WHAT YOU WILL DO.
From the concert notes below, write out word for word the passage starting with "Jacomo Bairos, guest" and going on through "credit: Christian Steiner)".

SOURCE DOCUMENT.
* BEGIN *
The Stories Behind the Music for the RI Philharmonic Orchestra Concert Conducted by Jacomo Bairos, April 7

About the concert for the RI Philharmonic Orchestra’s TACO Classical with conductor Jacomo Bairos and soloist Alexi Kenney, Sat. April 7
Open Rehearsal is on Friday, April 6

 ***At A Glance ***
Romeo & Juliet
TACO Classic Concert
Saturday, April 7, 8:00pm
The VETS, One Avenue of the Arts, Providence

Jacomo Bairos, guest conductor
Alexi Kenney, violin

ROGERSON: Luminosity
PROKOFIEV: Romeo and Juliet, Suite Nos.1 & 2
KORNGOLD: Violin Concerto
MARQUEZ: Danzón No.2

Stories behind the music

Chris Rogerson 8x10c 1959

CHRIS ROGERSON (photo credit: Christian Steiner)

Chris Rogerson

A refreshing talent: Chris Rogerson (1988-) has been hailed by The New York Times as a “confident new musical voice,” and by the Washington Post as a “fully-grown composing talent.” Indeed, from a distinguished musical education at the Curtis Institute of Music, Yale School of Music and Princeton University, Rogerson, in 2012, has been honored with the Charles Ives Scholarship from the American Academy of Arts and Letters. He has won numerous awards including the Aaron Copland Award.

Backstory: Luminosity was commissioned by the Buffalo Philharmonic Orchestra. It has been performed by the Atlanta and Grand Rapids symphony orchestras and the Bach Festival Orchestra.

Listen for this: A sprightly four minutes, Rogerson’s work unleashes daring virtuosity with remarkable orchestral colors. He employs modest forces but maximizes the orchestra’s sound palette through unique uses of percussion, accompaniment figures and dynamic contrasts.
* END *
PROVIDED MATERIAL.
* BEGIN *
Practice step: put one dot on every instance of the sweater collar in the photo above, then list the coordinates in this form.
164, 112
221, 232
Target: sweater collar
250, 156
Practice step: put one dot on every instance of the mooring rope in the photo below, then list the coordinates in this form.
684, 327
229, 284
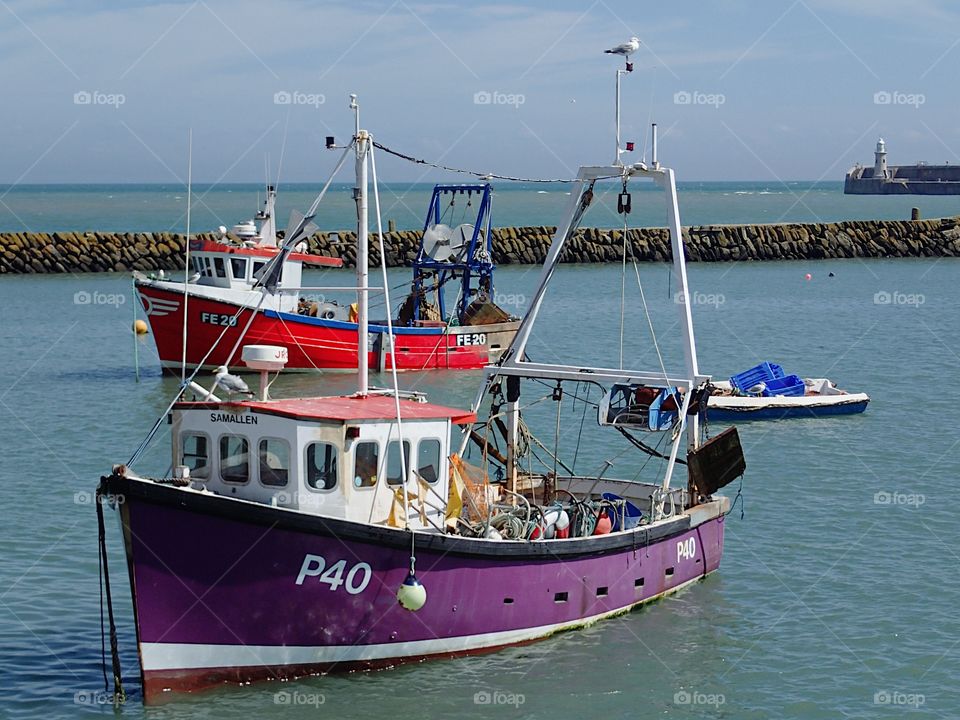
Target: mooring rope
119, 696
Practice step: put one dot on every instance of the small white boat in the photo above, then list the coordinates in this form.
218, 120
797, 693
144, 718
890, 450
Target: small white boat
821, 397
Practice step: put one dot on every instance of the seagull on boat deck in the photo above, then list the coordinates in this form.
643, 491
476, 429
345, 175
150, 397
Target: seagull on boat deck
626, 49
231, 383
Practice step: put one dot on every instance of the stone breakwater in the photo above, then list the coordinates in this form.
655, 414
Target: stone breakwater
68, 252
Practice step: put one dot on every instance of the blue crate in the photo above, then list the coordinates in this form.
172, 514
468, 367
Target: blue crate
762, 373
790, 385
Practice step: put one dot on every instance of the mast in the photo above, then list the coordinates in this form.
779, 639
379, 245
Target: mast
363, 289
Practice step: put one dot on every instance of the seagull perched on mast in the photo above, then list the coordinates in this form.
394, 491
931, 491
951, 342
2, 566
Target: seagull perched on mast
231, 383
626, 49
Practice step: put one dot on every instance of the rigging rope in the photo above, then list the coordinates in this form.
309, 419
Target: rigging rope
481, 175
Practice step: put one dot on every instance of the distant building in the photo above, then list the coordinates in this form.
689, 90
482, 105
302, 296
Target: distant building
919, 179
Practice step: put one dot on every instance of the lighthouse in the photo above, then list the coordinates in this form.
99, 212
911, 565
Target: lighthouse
* END *
* BEGIN *
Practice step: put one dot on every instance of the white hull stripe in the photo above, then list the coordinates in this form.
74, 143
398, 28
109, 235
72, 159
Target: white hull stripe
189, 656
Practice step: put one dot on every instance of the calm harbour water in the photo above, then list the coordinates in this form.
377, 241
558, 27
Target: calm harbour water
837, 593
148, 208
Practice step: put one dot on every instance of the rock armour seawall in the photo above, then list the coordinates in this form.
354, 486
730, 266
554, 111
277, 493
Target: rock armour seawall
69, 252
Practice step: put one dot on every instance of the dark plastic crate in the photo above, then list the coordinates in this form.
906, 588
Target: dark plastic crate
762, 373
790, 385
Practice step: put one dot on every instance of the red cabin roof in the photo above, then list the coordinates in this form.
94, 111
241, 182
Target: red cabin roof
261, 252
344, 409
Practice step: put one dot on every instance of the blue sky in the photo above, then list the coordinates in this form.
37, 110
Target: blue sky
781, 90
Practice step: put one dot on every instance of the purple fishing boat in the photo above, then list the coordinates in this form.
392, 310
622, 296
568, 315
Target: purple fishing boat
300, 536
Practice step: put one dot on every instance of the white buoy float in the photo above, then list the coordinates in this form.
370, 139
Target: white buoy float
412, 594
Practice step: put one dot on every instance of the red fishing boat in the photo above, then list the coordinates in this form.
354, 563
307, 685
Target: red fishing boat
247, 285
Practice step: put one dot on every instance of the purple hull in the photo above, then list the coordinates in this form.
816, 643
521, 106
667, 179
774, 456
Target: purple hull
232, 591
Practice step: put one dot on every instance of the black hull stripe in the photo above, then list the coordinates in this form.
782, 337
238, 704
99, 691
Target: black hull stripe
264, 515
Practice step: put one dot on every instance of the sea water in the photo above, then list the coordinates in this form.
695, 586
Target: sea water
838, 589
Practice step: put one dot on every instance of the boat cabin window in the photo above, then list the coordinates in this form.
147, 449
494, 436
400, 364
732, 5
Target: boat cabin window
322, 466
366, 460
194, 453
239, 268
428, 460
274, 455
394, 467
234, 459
* END *
WORKED SOLUTION.
Jacomo Bairos, guest conductor
Alexi Kenney, violin

ROGERSON: Luminosity
PROKOFIEV: Romeo and Juliet, Suite Nos.1 & 2
KORNGOLD: Violin Concerto
MARQUEZ: Danzón No.2

Stories behind the music

Chris Rogerson 8x10c 1959

CHRIS ROGERSON (photo credit: Christian Steiner)